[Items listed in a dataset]
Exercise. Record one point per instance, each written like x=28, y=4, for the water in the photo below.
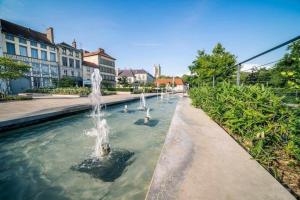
x=38, y=162
x=100, y=129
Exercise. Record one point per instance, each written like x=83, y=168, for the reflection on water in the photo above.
x=108, y=168
x=36, y=162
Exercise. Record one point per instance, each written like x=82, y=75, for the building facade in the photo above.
x=136, y=76
x=88, y=69
x=70, y=62
x=175, y=84
x=33, y=48
x=157, y=71
x=106, y=65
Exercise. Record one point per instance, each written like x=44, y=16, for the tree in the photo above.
x=11, y=70
x=286, y=73
x=217, y=65
x=123, y=81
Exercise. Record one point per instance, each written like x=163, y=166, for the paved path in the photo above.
x=200, y=160
x=20, y=113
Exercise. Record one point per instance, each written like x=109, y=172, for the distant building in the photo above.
x=136, y=75
x=175, y=83
x=157, y=71
x=88, y=69
x=70, y=61
x=106, y=64
x=33, y=48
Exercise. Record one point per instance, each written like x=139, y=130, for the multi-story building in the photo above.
x=157, y=71
x=136, y=75
x=70, y=61
x=33, y=48
x=106, y=65
x=175, y=83
x=88, y=69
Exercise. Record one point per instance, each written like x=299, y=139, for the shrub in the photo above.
x=15, y=98
x=255, y=116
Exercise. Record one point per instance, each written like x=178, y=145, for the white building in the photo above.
x=33, y=48
x=106, y=64
x=157, y=71
x=136, y=75
x=88, y=69
x=70, y=61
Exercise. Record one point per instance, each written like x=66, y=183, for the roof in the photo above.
x=90, y=64
x=178, y=81
x=15, y=29
x=67, y=45
x=132, y=72
x=99, y=52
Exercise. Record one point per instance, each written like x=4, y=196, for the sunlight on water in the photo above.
x=47, y=161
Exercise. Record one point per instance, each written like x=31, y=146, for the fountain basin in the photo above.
x=37, y=161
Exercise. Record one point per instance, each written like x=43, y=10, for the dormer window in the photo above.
x=10, y=37
x=33, y=43
x=22, y=40
x=43, y=46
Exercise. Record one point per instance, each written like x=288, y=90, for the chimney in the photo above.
x=74, y=44
x=50, y=34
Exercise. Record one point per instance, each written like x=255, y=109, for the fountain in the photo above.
x=142, y=102
x=147, y=118
x=101, y=129
x=125, y=109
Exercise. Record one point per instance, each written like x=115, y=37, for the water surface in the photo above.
x=36, y=162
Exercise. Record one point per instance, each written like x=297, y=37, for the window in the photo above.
x=33, y=43
x=36, y=68
x=45, y=69
x=10, y=47
x=54, y=70
x=9, y=37
x=52, y=56
x=44, y=55
x=77, y=64
x=64, y=61
x=34, y=53
x=43, y=46
x=23, y=50
x=71, y=62
x=22, y=40
x=107, y=62
x=64, y=51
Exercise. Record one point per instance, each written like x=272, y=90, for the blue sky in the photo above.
x=142, y=33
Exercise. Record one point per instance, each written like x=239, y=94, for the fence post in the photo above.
x=238, y=75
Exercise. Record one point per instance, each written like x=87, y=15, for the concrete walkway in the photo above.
x=20, y=113
x=200, y=160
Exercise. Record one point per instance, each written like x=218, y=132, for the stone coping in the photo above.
x=55, y=113
x=199, y=160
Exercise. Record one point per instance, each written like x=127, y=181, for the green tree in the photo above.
x=217, y=66
x=11, y=70
x=123, y=81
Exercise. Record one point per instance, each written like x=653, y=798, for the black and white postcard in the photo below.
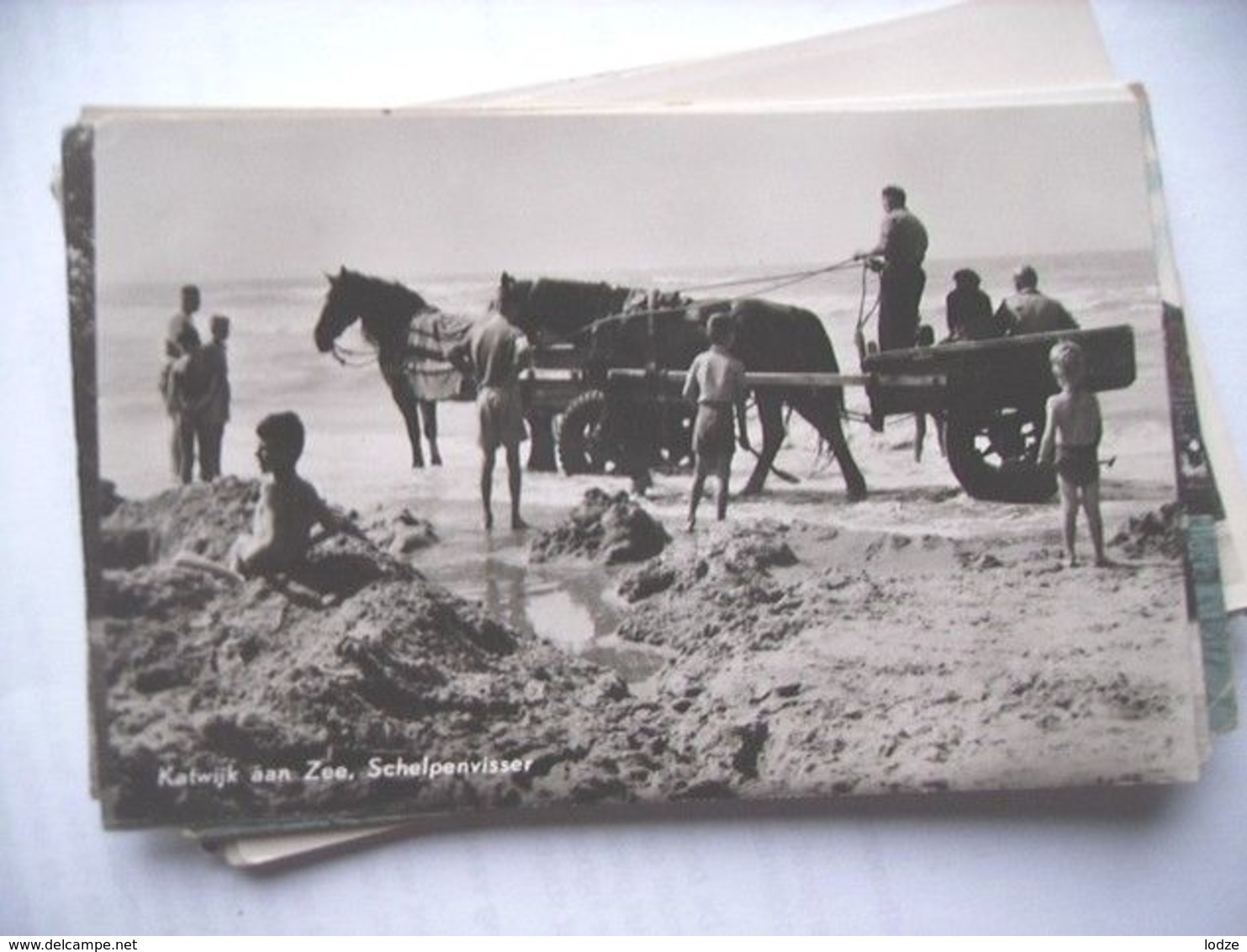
x=312, y=347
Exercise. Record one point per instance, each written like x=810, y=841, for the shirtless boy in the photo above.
x=1073, y=441
x=288, y=505
x=716, y=382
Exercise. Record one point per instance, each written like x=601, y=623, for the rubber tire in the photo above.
x=994, y=454
x=578, y=435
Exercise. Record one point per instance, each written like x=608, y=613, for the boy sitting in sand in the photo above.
x=716, y=382
x=288, y=505
x=1073, y=439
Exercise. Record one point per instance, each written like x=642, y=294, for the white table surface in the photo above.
x=1078, y=861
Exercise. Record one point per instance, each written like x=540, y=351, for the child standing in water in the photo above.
x=1073, y=439
x=716, y=382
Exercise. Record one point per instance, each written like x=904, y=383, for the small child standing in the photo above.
x=1073, y=441
x=288, y=505
x=716, y=382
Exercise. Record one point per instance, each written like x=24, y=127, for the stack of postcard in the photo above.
x=315, y=353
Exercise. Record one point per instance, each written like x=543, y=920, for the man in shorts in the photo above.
x=716, y=383
x=499, y=351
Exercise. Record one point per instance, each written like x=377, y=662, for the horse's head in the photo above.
x=338, y=314
x=511, y=302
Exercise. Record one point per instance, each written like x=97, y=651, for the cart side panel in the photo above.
x=1008, y=372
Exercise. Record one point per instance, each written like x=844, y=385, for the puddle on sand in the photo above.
x=565, y=606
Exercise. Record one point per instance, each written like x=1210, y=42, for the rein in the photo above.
x=769, y=283
x=348, y=357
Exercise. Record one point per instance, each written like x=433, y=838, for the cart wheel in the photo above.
x=994, y=453
x=676, y=447
x=581, y=444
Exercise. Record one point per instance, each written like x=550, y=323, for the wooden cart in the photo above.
x=991, y=394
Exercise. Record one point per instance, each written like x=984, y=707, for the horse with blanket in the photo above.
x=415, y=346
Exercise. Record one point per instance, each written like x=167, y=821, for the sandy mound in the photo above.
x=203, y=674
x=795, y=673
x=609, y=529
x=1156, y=533
x=795, y=660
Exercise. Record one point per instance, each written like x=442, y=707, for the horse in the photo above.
x=387, y=312
x=769, y=337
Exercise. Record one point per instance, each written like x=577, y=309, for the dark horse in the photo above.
x=385, y=311
x=769, y=338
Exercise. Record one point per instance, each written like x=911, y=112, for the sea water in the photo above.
x=357, y=452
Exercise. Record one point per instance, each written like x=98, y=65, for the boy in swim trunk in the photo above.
x=716, y=382
x=288, y=505
x=1073, y=441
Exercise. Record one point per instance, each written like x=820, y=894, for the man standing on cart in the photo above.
x=898, y=257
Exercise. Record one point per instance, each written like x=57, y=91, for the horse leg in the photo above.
x=400, y=389
x=771, y=415
x=825, y=415
x=542, y=452
x=429, y=415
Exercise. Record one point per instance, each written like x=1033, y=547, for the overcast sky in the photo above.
x=420, y=193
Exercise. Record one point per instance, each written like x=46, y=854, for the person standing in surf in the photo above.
x=499, y=351
x=1071, y=443
x=716, y=383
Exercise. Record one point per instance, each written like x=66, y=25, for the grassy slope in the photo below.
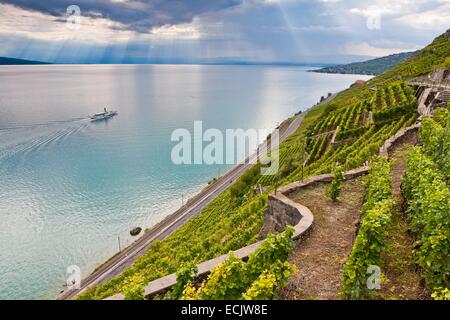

**WORK REQUEST**
The entries above must be output exactly, with every image left out.

**RESPONSE TO THIS TASK**
Exercise. Record one point per instance, each written like x=28, y=4, for the water in the photo below.
x=38, y=162
x=100, y=129
Exercise. Record one point per instance, each written like x=83, y=168, for the reflection on water in the photo above.
x=108, y=168
x=36, y=162
Exercise. Record one point per instance, each written like x=82, y=75, for the building facade in the photo above.
x=136, y=76
x=88, y=69
x=70, y=62
x=175, y=84
x=33, y=48
x=157, y=71
x=106, y=65
Exercise. Record one point per instance, each written like x=44, y=16, for the tree in the photo above.
x=11, y=70
x=286, y=73
x=217, y=65
x=123, y=81
Exercise. Record one point per instance, each written like x=163, y=166, for the paved path in the photo above.
x=200, y=160
x=20, y=113
Exercise. Record one point per instance, each written like x=109, y=172, for the distant building in the photo above.
x=136, y=75
x=175, y=83
x=157, y=71
x=88, y=69
x=70, y=61
x=106, y=64
x=33, y=48
Exercise. Record one point per instance, each written like x=139, y=130, for the multi-story building in the photo above.
x=157, y=71
x=136, y=75
x=70, y=61
x=33, y=48
x=106, y=65
x=175, y=83
x=88, y=69
Exercise. Record one point per instance, each written like x=299, y=139, for the shrub in the photo above.
x=15, y=98
x=255, y=116
Exercise. Record one point per instance, each written like x=178, y=145, for the white building in the photo above.
x=33, y=48
x=106, y=64
x=157, y=71
x=136, y=75
x=88, y=69
x=70, y=61
Exercise. Record one point per instance, each written like x=66, y=183, for the roof in the photo above.
x=90, y=64
x=178, y=81
x=15, y=29
x=67, y=45
x=132, y=72
x=99, y=52
Exercise. Record one point per instance, each written like x=4, y=196, for the sunlight on water in the photo above.
x=47, y=161
Exercise. Record one point per instance, each written like x=31, y=146, for the fountain basin in the photo above.
x=37, y=161
Exercise. Record one point per instance, each written like x=43, y=10, for the dormer window in the photo above.
x=10, y=37
x=33, y=43
x=22, y=40
x=43, y=46
Exercise. Record one point per instance, each written like x=288, y=90, for the chimney in the photo above.
x=74, y=44
x=50, y=34
Exercise. Record one point per instance, each written like x=255, y=109, for the fountain in the photo above.
x=142, y=102
x=147, y=118
x=101, y=129
x=125, y=109
Exercise. Record one point per instance, each written like x=115, y=37, for the water surface in the photo above.
x=36, y=162
Exercise. Record one point per instance, each written like x=297, y=37, for the window in the photo above.
x=33, y=43
x=36, y=68
x=45, y=69
x=10, y=47
x=54, y=70
x=9, y=37
x=52, y=56
x=44, y=55
x=77, y=64
x=64, y=61
x=34, y=53
x=43, y=46
x=23, y=50
x=71, y=62
x=22, y=40
x=107, y=62
x=64, y=51
Exercise. Record one point per instance, each written like x=272, y=90, for the blue sky in the photo above.
x=142, y=33
Exercise. Record one point per instance, each written like x=239, y=94, for the fence post in the photo above.
x=238, y=75
Exercise. Record one point per instance, each written like x=87, y=15, for the concrete walkway in the photo above.
x=20, y=113
x=200, y=160
Exercise. Record one point per instance, each written like x=218, y=132, for the stone coping in the photo above.
x=55, y=113
x=199, y=160
Exercise. Record one point per instance, each written like x=127, y=181, for the green tree in the photo above.
x=217, y=66
x=11, y=70
x=123, y=81
Exercise. Record one point per instance, each written like x=653, y=798, for the black and white postcard in the photo below.
x=312, y=347
Exercise. Record one point per instance, each written like x=810, y=841, for the shirtless boy in the photo above.
x=1073, y=441
x=288, y=505
x=716, y=382
Exercise. Record one point per instance, each written like x=601, y=623, for the rubber tire in the photo above.
x=994, y=454
x=578, y=435
Exercise. Record one point per instance, each written like x=608, y=613, for the boy sitting in sand in the photo above.
x=716, y=382
x=288, y=505
x=1073, y=439
Exercise. Record one point per instance, each written like x=642, y=294, for the white table surface in the photo above.
x=1078, y=861
Exercise. Record one point per instance, each written like x=540, y=351, for the child standing in water in the photo above.
x=1073, y=439
x=716, y=382
Exercise. Record one point per instance, each written like x=904, y=383, for the small child standing in the photo above.
x=1073, y=441
x=288, y=505
x=716, y=382
Exercise. Record one point per instance, each written like x=24, y=127, for the stack of postcard in the photo above.
x=315, y=353
Exercise. Record one point per instance, each written like x=543, y=920, for the man in shorts in the photo above.
x=716, y=383
x=499, y=351
Exercise. Record one point per instance, each written like x=377, y=662, for the horse's head in the photo above.
x=338, y=314
x=511, y=302
Exercise. Record one point per instance, each written like x=97, y=651, for the cart side panel in the photo above.
x=1008, y=372
Exercise. Record one point per instance, each written like x=844, y=385, for the puddle on sand in the photo above.
x=565, y=606
Exercise. Record one point per instance, each written like x=1210, y=42, for the rein in the photo above.
x=769, y=283
x=348, y=357
Exercise. Record one point per instance, each written like x=433, y=838, for the cart wheel in the photo above.
x=994, y=453
x=676, y=447
x=581, y=444
Exercise. Record one point per instance, each written like x=550, y=323, for the wooden cart in the photo above.
x=991, y=394
Exercise. Record one point per instance, each written like x=984, y=707, for the horse with blanket in the photo above.
x=415, y=346
Exercise. Record one point per instance, each written like x=167, y=821, for the sandy mound in the photo above.
x=203, y=674
x=795, y=673
x=609, y=529
x=1156, y=533
x=795, y=660
Exercise. Record one point per instance, each written like x=442, y=707, for the horse in the photo above.
x=387, y=312
x=769, y=337
Exercise. Record one point per instance, each written like x=577, y=309, for the dark horse in the photo above.
x=385, y=311
x=769, y=338
Exercise. Record one point per instance, each written like x=911, y=112, for the sea water in the photo above.
x=357, y=452
Exercise. Record one point per instance, each written like x=98, y=65, for the boy in swim trunk in the photo above.
x=716, y=382
x=288, y=505
x=1073, y=441
Exercise. Record one point per instance, each written like x=820, y=894, for the man standing on cart in the photo above.
x=898, y=257
Exercise. Record one point per instance, each written like x=57, y=91, for the horse leg in the photo above.
x=400, y=389
x=771, y=415
x=825, y=415
x=542, y=452
x=429, y=415
Exercise. Record one point per instance, each written like x=1033, y=547, for the overcast sky in the photo above.
x=420, y=193
Exercise. Record one point per instance, each written like x=46, y=854, for the person standing in surf in the photo above.
x=499, y=351
x=1071, y=443
x=716, y=383
Exercise. Record one point per instance, each written like x=66, y=25, for the grassy slope in the photo below.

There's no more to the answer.